PROMPT - The whole listing, from first line to last: copy it exactly.

GIVEN DATA -
━━━━━━━━━━━━━━━━━━━━━━━━━━━━━━

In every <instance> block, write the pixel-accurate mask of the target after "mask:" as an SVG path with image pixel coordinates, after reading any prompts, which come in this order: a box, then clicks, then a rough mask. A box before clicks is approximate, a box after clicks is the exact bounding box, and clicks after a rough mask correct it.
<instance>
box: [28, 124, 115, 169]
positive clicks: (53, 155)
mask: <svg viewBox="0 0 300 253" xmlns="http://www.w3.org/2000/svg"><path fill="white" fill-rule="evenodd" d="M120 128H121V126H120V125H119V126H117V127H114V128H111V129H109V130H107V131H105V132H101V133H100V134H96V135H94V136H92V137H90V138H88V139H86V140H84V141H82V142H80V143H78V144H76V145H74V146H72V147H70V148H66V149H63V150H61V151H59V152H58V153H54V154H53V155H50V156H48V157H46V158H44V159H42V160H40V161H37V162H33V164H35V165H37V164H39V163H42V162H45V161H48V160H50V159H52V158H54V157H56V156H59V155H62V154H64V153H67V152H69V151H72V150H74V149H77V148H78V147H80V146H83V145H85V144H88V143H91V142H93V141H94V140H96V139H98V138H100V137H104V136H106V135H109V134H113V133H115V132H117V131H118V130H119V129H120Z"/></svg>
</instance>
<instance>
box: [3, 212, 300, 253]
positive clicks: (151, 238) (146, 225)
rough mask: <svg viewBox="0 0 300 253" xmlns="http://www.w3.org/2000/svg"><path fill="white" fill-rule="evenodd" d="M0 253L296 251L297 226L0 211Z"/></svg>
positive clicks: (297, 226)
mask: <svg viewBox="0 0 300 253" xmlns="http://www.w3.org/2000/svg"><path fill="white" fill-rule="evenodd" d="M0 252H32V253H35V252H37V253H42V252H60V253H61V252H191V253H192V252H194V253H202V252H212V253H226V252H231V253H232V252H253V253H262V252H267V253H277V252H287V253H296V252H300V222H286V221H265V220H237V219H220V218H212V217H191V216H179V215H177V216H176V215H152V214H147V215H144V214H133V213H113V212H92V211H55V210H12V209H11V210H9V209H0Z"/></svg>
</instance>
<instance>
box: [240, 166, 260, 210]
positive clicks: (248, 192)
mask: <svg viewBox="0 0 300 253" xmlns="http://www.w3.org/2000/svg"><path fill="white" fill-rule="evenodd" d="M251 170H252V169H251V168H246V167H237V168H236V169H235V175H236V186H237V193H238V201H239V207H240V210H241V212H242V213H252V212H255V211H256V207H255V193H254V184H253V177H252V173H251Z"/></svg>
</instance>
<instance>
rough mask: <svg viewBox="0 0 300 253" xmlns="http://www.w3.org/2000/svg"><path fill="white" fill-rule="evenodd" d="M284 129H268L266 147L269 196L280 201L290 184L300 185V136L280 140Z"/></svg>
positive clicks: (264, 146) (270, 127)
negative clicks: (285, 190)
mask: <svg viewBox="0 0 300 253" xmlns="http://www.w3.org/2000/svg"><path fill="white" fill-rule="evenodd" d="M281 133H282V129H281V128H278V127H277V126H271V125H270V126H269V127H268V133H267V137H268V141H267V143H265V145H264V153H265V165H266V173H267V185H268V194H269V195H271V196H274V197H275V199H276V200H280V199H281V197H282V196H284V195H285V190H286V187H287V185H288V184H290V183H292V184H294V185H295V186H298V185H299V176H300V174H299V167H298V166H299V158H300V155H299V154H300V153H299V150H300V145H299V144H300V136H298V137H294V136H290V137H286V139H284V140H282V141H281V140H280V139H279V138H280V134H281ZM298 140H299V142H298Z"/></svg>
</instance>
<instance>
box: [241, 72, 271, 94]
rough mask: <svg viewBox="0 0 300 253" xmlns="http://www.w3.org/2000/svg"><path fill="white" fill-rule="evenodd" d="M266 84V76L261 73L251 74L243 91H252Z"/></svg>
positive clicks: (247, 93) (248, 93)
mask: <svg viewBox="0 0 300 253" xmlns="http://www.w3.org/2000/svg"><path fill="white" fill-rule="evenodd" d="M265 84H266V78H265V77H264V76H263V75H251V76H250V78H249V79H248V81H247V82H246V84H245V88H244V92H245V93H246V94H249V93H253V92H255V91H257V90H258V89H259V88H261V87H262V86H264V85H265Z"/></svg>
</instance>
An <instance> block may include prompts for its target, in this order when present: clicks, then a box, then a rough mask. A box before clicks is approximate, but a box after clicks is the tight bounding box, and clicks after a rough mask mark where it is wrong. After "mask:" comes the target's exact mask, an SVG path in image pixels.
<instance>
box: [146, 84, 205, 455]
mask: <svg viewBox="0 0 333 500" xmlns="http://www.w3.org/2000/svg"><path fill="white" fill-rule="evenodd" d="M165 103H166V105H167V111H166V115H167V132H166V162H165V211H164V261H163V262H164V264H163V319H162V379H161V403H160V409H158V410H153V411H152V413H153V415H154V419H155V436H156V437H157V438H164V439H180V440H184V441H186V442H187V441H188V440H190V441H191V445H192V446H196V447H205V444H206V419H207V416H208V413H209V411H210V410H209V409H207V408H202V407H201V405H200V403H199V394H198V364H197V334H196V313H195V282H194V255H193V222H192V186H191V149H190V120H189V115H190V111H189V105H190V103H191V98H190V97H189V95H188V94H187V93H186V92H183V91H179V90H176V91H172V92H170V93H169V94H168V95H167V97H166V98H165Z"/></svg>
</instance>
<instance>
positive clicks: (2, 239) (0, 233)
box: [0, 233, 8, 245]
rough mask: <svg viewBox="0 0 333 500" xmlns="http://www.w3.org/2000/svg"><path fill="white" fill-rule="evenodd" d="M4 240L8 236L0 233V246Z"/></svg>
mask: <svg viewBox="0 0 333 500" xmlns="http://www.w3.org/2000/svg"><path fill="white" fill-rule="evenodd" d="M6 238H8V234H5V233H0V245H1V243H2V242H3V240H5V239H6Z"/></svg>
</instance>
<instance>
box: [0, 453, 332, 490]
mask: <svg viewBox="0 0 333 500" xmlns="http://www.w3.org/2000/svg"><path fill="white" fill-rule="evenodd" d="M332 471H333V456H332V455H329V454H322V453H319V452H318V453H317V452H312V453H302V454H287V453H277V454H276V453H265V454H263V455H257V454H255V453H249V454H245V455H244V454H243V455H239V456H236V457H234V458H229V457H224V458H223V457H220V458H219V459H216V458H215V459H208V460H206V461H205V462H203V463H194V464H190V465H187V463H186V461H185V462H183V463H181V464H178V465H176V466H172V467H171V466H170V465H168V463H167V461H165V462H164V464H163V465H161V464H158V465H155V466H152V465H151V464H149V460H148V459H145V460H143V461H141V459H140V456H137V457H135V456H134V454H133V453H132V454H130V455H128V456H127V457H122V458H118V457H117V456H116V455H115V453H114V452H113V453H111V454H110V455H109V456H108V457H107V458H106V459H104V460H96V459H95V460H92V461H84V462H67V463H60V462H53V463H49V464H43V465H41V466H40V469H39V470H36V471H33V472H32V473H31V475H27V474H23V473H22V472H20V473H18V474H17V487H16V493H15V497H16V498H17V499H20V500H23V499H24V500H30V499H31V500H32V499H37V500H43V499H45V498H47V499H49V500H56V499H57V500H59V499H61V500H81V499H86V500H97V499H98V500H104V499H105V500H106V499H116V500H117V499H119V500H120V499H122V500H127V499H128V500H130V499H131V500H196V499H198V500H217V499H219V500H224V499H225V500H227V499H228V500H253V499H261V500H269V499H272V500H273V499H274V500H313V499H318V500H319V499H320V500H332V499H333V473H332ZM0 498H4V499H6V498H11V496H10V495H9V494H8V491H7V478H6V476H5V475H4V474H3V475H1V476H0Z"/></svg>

━━━━━━━━━━━━━━━━━━━━━━━━━━━━━━

ANSWER BOX -
In every <instance> block, write the pixel-accurate mask of the target after "mask:" as an SVG path with image pixel coordinates, after reading any prompts, which come in this order: a box, then clicks, then a rough mask. A box before clicks is approximate, a box after clicks is the exact bounding box, and clicks after a rough mask correct it.
<instance>
box: [28, 124, 115, 169]
positive clicks: (53, 155)
mask: <svg viewBox="0 0 300 253" xmlns="http://www.w3.org/2000/svg"><path fill="white" fill-rule="evenodd" d="M120 128H121V126H120V125H119V126H117V127H114V128H111V129H109V130H107V131H105V132H101V133H100V134H96V135H94V136H92V137H90V138H88V139H86V140H84V141H82V142H80V143H78V144H76V145H74V146H72V147H70V148H66V149H63V150H61V151H59V152H58V153H54V154H53V155H50V156H48V157H46V158H44V159H42V160H40V161H37V162H33V164H35V165H37V164H39V163H42V162H45V161H48V160H50V159H52V158H54V157H56V156H59V155H62V154H64V153H67V152H69V151H72V150H74V149H77V148H78V147H80V146H83V145H85V144H88V143H91V142H93V141H94V140H96V139H98V138H100V137H104V136H106V135H109V134H113V133H115V132H117V131H118V130H119V129H120Z"/></svg>
</instance>
<instance>
box: [3, 212, 300, 253]
positive clicks: (151, 238) (146, 225)
rough mask: <svg viewBox="0 0 300 253" xmlns="http://www.w3.org/2000/svg"><path fill="white" fill-rule="evenodd" d="M0 253L296 251L297 226L0 211Z"/></svg>
positive clicks: (297, 226)
mask: <svg viewBox="0 0 300 253" xmlns="http://www.w3.org/2000/svg"><path fill="white" fill-rule="evenodd" d="M0 252H32V253H35V252H37V253H42V252H60V253H61V252H191V253H192V252H194V253H202V252H212V253H226V252H231V253H232V252H253V253H262V252H267V253H277V252H287V253H296V252H300V222H286V221H265V220H237V219H220V218H212V217H191V216H179V215H177V216H176V215H152V214H147V215H144V214H133V213H113V212H92V211H55V210H12V209H11V210H9V209H0Z"/></svg>
</instance>
<instance>
box: [240, 166, 260, 210]
positive clicks: (248, 192)
mask: <svg viewBox="0 0 300 253" xmlns="http://www.w3.org/2000/svg"><path fill="white" fill-rule="evenodd" d="M251 170H252V169H251V168H246V167H237V168H236V169H235V175H236V186H237V193H238V201H239V207H240V210H241V212H242V213H252V212H255V211H256V207H255V193H254V184H253V177H252V173H251Z"/></svg>
</instance>
<instance>
rough mask: <svg viewBox="0 0 300 253" xmlns="http://www.w3.org/2000/svg"><path fill="white" fill-rule="evenodd" d="M284 129H268L266 147L269 196L280 201L290 184L300 185V136L280 140Z"/></svg>
positive clicks: (264, 146) (270, 127)
negative clicks: (285, 190)
mask: <svg viewBox="0 0 300 253" xmlns="http://www.w3.org/2000/svg"><path fill="white" fill-rule="evenodd" d="M281 133H282V129H281V128H278V127H277V126H271V125H270V126H269V127H268V133H267V137H268V141H267V143H265V145H264V153H265V165H266V173H267V185H268V194H269V195H271V196H274V197H275V199H276V200H280V199H281V197H282V196H284V195H285V190H286V187H287V185H288V184H290V183H292V184H294V185H295V186H298V185H299V176H300V174H299V167H298V166H299V158H300V155H299V154H300V153H299V150H300V145H299V144H300V136H298V137H294V136H290V137H286V139H284V140H282V141H281V140H280V139H279V138H280V134H281ZM298 140H299V142H298Z"/></svg>
</instance>
<instance>
box: [241, 72, 271, 94]
rough mask: <svg viewBox="0 0 300 253" xmlns="http://www.w3.org/2000/svg"><path fill="white" fill-rule="evenodd" d="M266 84V76L261 73L251 74L243 91H252Z"/></svg>
positive clicks: (247, 93) (248, 93)
mask: <svg viewBox="0 0 300 253" xmlns="http://www.w3.org/2000/svg"><path fill="white" fill-rule="evenodd" d="M265 84H266V78H265V77H264V76H263V75H251V76H250V78H249V79H248V81H247V82H246V84H245V88H244V92H245V93H246V94H249V93H253V92H255V91H257V90H258V89H259V88H261V87H262V86H264V85H265Z"/></svg>
</instance>
An <instance> block may include prompts for its target, in this order when present: clicks, then a box, then a rough mask. A box before clicks is approximate, but a box after clicks is the tight bounding box, and clicks after a rough mask mark where it is wrong. After "mask:" comes the target's exact mask, an SVG path in image pixels.
<instance>
box: [146, 84, 205, 455]
mask: <svg viewBox="0 0 333 500" xmlns="http://www.w3.org/2000/svg"><path fill="white" fill-rule="evenodd" d="M165 103H166V105H167V111H166V115H167V132H166V162H165V211H164V261H163V262H164V264H163V319H162V379H161V403H160V409H158V410H153V411H152V413H153V415H154V419H155V436H156V437H157V438H164V439H180V440H184V441H186V442H187V441H188V440H190V441H191V445H192V446H196V447H205V444H206V419H207V416H208V413H209V411H210V410H209V409H207V408H202V407H201V405H200V403H199V394H198V364H197V334H196V313H195V282H194V255H193V222H192V186H191V149H190V120H189V115H190V111H189V105H190V103H191V98H190V97H189V95H188V94H187V93H186V92H183V91H179V90H176V91H172V92H170V93H169V94H168V95H167V97H166V98H165Z"/></svg>
</instance>
<instance>
positive clicks: (2, 239) (0, 233)
box: [0, 233, 8, 245]
rough mask: <svg viewBox="0 0 333 500" xmlns="http://www.w3.org/2000/svg"><path fill="white" fill-rule="evenodd" d="M4 240L8 236L0 233V246Z"/></svg>
mask: <svg viewBox="0 0 333 500" xmlns="http://www.w3.org/2000/svg"><path fill="white" fill-rule="evenodd" d="M6 238H8V234H5V233H0V245H1V243H2V242H3V240H5V239H6Z"/></svg>
</instance>
<instance>
box: [0, 453, 332, 490]
mask: <svg viewBox="0 0 333 500" xmlns="http://www.w3.org/2000/svg"><path fill="white" fill-rule="evenodd" d="M332 471H333V456H332V455H329V454H322V453H319V452H318V453H317V452H312V453H302V454H287V453H277V454H276V453H265V454H263V455H257V454H255V453H249V454H245V455H244V454H243V455H239V456H236V457H234V458H229V457H224V458H223V457H220V458H219V459H216V458H215V459H208V460H206V461H205V462H203V463H194V464H190V465H187V463H186V461H185V462H183V463H181V464H178V465H176V466H172V467H171V466H170V465H168V463H167V461H165V462H164V464H163V465H161V464H158V465H155V466H152V465H151V464H149V460H148V459H145V460H143V461H141V459H140V456H137V457H135V456H134V454H133V453H132V454H130V455H128V456H127V457H122V458H118V457H117V456H116V455H115V453H114V452H113V453H111V454H110V455H109V456H108V457H107V458H106V459H104V460H96V459H95V460H92V461H84V462H67V463H60V462H53V463H49V464H43V465H41V466H40V469H39V470H36V471H33V472H32V473H31V475H27V474H23V473H22V472H20V473H18V474H17V487H16V493H15V497H16V498H17V499H20V500H23V499H24V500H30V499H31V500H32V499H37V500H43V499H45V498H47V499H49V500H56V499H57V500H59V499H61V500H81V499H86V500H97V499H98V500H104V499H105V500H106V499H116V500H117V499H119V500H120V499H122V500H127V499H128V500H130V499H131V500H196V499H198V500H217V499H219V500H224V499H225V500H227V499H228V500H253V499H261V500H269V499H272V500H273V499H274V500H313V499H318V500H319V499H320V500H332V499H333V473H332ZM0 498H4V499H6V498H11V496H10V495H9V494H8V491H7V478H6V476H5V475H4V474H3V475H1V476H0Z"/></svg>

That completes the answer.